PROBLEM:
In the records below, find the line holding "task | place a marker on each instance of the logo"; copy it and every line after it to the end, omitting all images.

MATERIAL FOR THE TASK:
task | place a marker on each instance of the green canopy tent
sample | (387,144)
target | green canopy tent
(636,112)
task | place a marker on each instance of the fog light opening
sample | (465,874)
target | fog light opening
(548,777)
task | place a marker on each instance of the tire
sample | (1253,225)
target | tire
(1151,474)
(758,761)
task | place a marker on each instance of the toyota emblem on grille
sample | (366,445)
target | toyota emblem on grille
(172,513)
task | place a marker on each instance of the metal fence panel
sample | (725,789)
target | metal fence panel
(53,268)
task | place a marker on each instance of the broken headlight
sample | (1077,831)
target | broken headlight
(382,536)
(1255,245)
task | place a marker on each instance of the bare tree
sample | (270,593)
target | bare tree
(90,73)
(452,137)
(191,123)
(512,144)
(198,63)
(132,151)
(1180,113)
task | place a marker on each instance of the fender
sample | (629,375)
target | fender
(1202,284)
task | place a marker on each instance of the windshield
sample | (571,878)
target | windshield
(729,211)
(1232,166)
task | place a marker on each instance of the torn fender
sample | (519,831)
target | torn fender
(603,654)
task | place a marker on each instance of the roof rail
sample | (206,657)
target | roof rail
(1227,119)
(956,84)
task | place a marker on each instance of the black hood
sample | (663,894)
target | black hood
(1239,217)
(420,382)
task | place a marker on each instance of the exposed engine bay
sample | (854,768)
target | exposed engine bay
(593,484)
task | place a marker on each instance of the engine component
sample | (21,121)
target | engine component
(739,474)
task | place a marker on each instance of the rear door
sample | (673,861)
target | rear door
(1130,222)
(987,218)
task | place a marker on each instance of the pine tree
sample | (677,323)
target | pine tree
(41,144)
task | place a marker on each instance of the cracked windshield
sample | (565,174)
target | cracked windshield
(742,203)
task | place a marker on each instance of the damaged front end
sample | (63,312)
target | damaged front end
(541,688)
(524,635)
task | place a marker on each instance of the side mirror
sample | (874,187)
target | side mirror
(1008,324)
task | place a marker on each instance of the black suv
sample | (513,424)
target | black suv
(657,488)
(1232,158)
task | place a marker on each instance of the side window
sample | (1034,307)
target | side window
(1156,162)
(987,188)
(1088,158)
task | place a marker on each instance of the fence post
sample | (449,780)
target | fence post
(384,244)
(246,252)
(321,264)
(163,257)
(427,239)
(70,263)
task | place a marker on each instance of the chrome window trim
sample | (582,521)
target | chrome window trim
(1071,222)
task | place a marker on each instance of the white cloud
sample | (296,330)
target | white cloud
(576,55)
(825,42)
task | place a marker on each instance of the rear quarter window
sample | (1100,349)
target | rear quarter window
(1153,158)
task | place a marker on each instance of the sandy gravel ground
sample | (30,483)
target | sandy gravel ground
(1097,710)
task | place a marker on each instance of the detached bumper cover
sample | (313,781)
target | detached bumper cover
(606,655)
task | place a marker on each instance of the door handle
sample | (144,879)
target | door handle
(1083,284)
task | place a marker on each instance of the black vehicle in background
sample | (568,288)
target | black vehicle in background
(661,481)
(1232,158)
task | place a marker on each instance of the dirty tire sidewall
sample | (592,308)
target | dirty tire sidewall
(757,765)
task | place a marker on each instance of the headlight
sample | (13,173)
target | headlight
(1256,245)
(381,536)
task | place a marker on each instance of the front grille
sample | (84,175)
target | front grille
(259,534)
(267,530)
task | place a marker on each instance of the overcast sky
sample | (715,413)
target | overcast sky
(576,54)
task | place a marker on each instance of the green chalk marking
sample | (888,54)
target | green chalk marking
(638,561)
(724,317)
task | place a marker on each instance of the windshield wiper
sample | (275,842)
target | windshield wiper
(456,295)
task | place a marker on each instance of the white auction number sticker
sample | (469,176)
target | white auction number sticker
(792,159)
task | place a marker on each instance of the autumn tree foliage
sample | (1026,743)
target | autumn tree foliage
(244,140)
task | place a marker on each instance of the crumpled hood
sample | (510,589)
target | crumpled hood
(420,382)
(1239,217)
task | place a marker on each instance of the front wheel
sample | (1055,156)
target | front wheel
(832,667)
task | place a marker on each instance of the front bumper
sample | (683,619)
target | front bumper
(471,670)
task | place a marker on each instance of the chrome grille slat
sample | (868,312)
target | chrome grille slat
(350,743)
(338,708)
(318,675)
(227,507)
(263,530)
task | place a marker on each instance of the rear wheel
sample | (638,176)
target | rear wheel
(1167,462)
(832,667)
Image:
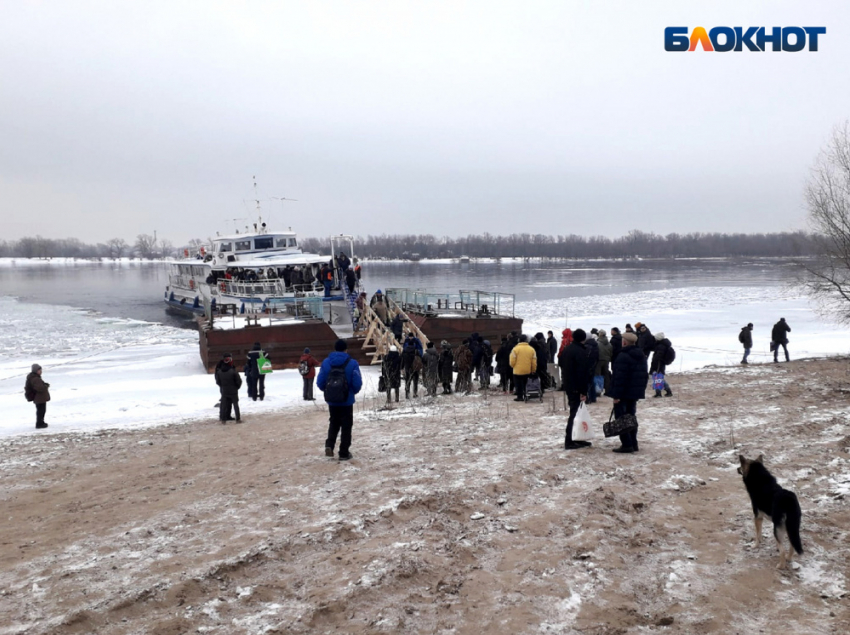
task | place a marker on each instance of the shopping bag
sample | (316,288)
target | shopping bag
(583,426)
(264,365)
(599,380)
(658,381)
(616,427)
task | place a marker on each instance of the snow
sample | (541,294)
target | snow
(112,372)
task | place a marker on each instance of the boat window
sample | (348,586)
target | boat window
(266,242)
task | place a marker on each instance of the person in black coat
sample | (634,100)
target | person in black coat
(503,363)
(446,367)
(746,338)
(552,343)
(779,337)
(616,343)
(592,359)
(542,350)
(658,365)
(575,371)
(646,340)
(391,370)
(628,385)
(229,382)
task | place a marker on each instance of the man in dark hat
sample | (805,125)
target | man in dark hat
(229,382)
(339,378)
(576,376)
(36,390)
(307,369)
(746,338)
(779,337)
(254,378)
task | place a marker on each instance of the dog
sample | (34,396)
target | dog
(769,499)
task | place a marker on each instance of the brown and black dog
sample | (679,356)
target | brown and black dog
(769,499)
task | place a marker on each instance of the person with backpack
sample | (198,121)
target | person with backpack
(779,337)
(339,379)
(411,363)
(36,391)
(391,371)
(662,355)
(229,382)
(431,366)
(746,339)
(307,369)
(254,378)
(446,367)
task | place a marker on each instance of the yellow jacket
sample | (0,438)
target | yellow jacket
(523,359)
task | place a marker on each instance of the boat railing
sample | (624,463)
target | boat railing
(463,303)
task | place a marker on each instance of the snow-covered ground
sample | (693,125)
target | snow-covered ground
(110,372)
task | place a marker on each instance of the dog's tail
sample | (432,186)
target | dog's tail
(790,507)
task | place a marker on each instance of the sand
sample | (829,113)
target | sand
(464,515)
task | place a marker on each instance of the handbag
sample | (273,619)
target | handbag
(616,427)
(583,429)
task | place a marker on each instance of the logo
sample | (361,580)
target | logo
(723,39)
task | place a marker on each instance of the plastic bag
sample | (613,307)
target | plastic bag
(658,381)
(264,365)
(583,429)
(599,380)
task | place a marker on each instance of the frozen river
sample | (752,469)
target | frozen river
(114,358)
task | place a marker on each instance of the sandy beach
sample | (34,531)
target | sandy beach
(461,515)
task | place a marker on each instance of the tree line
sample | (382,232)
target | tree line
(635,244)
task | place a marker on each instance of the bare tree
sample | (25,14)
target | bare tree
(828,202)
(116,247)
(145,246)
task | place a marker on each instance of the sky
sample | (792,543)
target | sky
(448,118)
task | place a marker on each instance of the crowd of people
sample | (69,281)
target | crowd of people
(584,366)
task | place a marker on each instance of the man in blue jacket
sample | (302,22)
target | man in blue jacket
(339,378)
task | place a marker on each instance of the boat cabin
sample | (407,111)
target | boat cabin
(239,247)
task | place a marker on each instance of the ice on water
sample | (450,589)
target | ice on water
(109,372)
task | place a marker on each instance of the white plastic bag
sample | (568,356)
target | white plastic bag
(583,429)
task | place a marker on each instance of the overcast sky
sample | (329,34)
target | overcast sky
(119,118)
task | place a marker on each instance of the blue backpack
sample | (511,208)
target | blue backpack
(336,388)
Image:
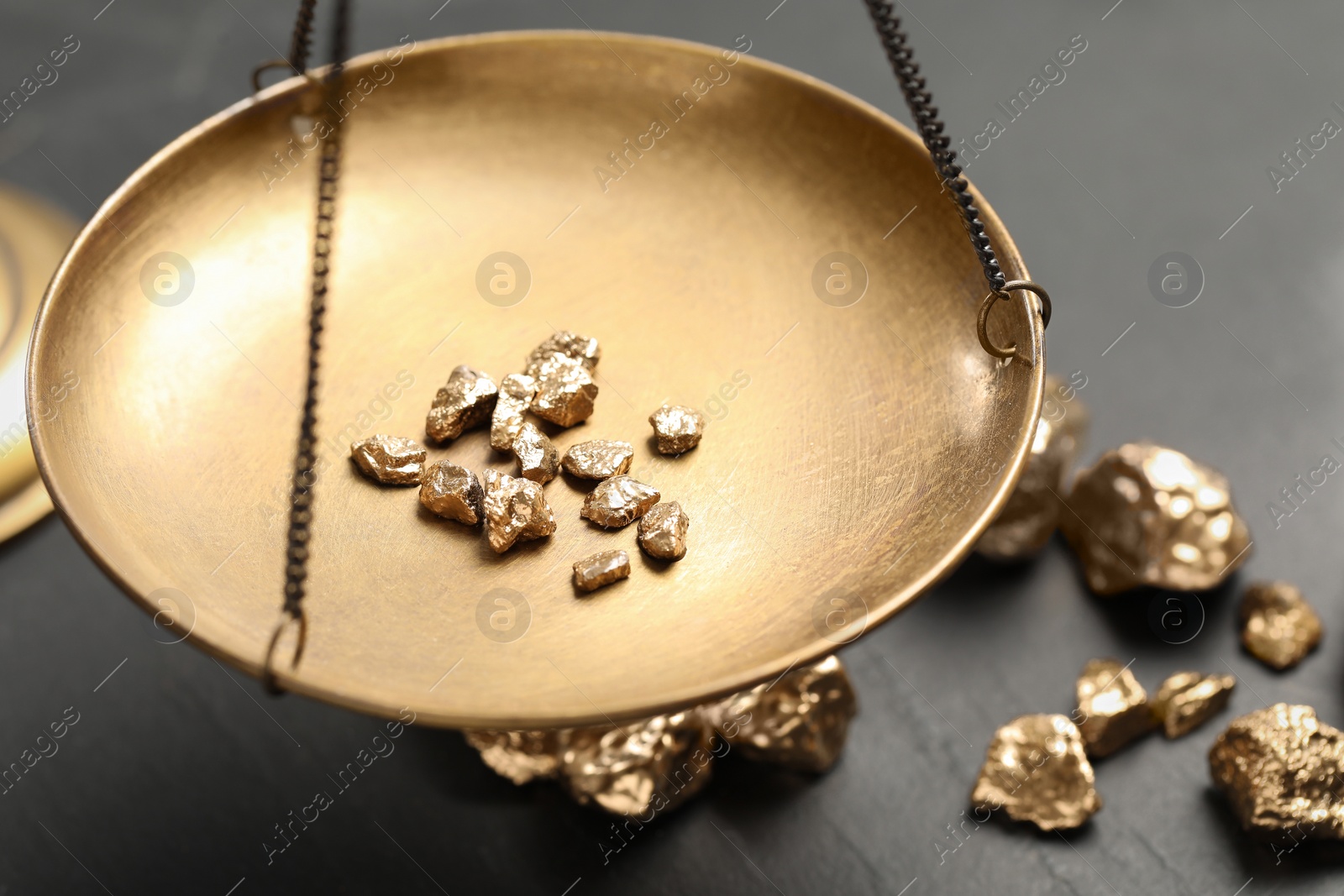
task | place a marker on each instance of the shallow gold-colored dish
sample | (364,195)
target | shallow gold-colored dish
(855,450)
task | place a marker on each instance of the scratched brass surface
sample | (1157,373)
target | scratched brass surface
(862,452)
(33,238)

RESPONSE FOR THIS EXERCISE:
task | place a marker on each instance of the logo
sample | (361,580)
target | logo
(723,39)
task | place a marker on each instance of the plastic bag
sample | (613,307)
target | plastic bag
(658,381)
(264,365)
(583,429)
(599,380)
task | place a marker on each instance of the frozen river
sample | (752,469)
target | frozen river
(114,358)
task | place a marker on each instance of the sandy beach
sample | (34,531)
target | sandy beach
(461,515)
task | place a marker on each instance of the tree line
sample | (382,232)
target | tree line
(635,244)
task | place a marker on each instance of the bare tree
sample | (25,14)
target | bare tree
(828,202)
(116,247)
(145,246)
task | place a marker on each instance of the sky
sample | (792,543)
target | sky
(448,118)
task | place a marker on each instance of the crowd of people
sample | (69,281)
target | crowd of people
(584,366)
task | place a marker on each instance of the man in blue jacket
sample | (302,22)
target | man in blue jacket
(339,378)
task | place a marker on each instance of the boat cabin
sample | (407,111)
target | boat cabin
(239,247)
task | place a marker on each instance of the ice on water
sample | (450,589)
target | ice on water
(109,372)
task | place a marker on each instance of the white plastic bag
sample | (568,356)
target | white plastic bag
(583,429)
task | place a marker on each instance of the overcast sky
sample | (329,34)
target | overcast sky
(119,118)
task | place a marker on each instance of the blue backpack
sample | (511,208)
target | blue backpack
(336,388)
Image:
task | place a marker on each instance of the shallow gold-colored dish
sample | (364,195)
target | shallow gold-colored dish
(855,450)
task | place a marker on each instance of the scratched brass surface
sample | (1157,373)
target | scratched brass surface
(862,452)
(33,238)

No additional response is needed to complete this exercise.